◆ **What needs to be done**
Reproduce the lines below, switching every instance of "pick out" to "locate" and leaving all else unchanged. Omit the pictures from your answer.

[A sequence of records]
==*==

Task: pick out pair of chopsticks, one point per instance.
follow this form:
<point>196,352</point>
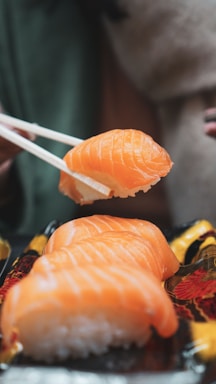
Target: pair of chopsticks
<point>42,153</point>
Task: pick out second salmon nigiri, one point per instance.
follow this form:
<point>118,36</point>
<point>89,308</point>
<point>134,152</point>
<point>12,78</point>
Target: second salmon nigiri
<point>110,248</point>
<point>85,227</point>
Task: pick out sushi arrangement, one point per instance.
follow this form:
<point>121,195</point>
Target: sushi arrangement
<point>99,281</point>
<point>99,292</point>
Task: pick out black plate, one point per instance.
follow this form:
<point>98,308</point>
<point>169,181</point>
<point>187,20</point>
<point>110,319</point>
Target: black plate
<point>161,361</point>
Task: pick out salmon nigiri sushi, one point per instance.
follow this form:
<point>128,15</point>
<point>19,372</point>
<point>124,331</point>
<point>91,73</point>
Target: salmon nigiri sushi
<point>111,248</point>
<point>125,160</point>
<point>85,310</point>
<point>78,229</point>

==*==

◆ **Output below**
Task: locate pair of chopsticks, one point per instance.
follow this form:
<point>196,352</point>
Target: pair of chopsticks
<point>42,153</point>
Task: locate second salmon nigiri, one point per instance.
follow this form:
<point>118,36</point>
<point>89,308</point>
<point>134,152</point>
<point>12,78</point>
Target: second salmon nigiri
<point>110,248</point>
<point>85,227</point>
Task: locate sushi arrangement, one point per instance.
follow this form:
<point>121,195</point>
Target: sushi arrangement
<point>99,281</point>
<point>99,292</point>
Task: locate black plate, one point per instance.
follow this form:
<point>98,308</point>
<point>169,181</point>
<point>187,20</point>
<point>110,319</point>
Target: black plate
<point>161,361</point>
Task: locate salmon nigiri sushi, one point per instance.
follow this form:
<point>128,15</point>
<point>19,372</point>
<point>124,331</point>
<point>91,73</point>
Target: salmon nigiri sushi
<point>111,248</point>
<point>125,160</point>
<point>85,310</point>
<point>78,229</point>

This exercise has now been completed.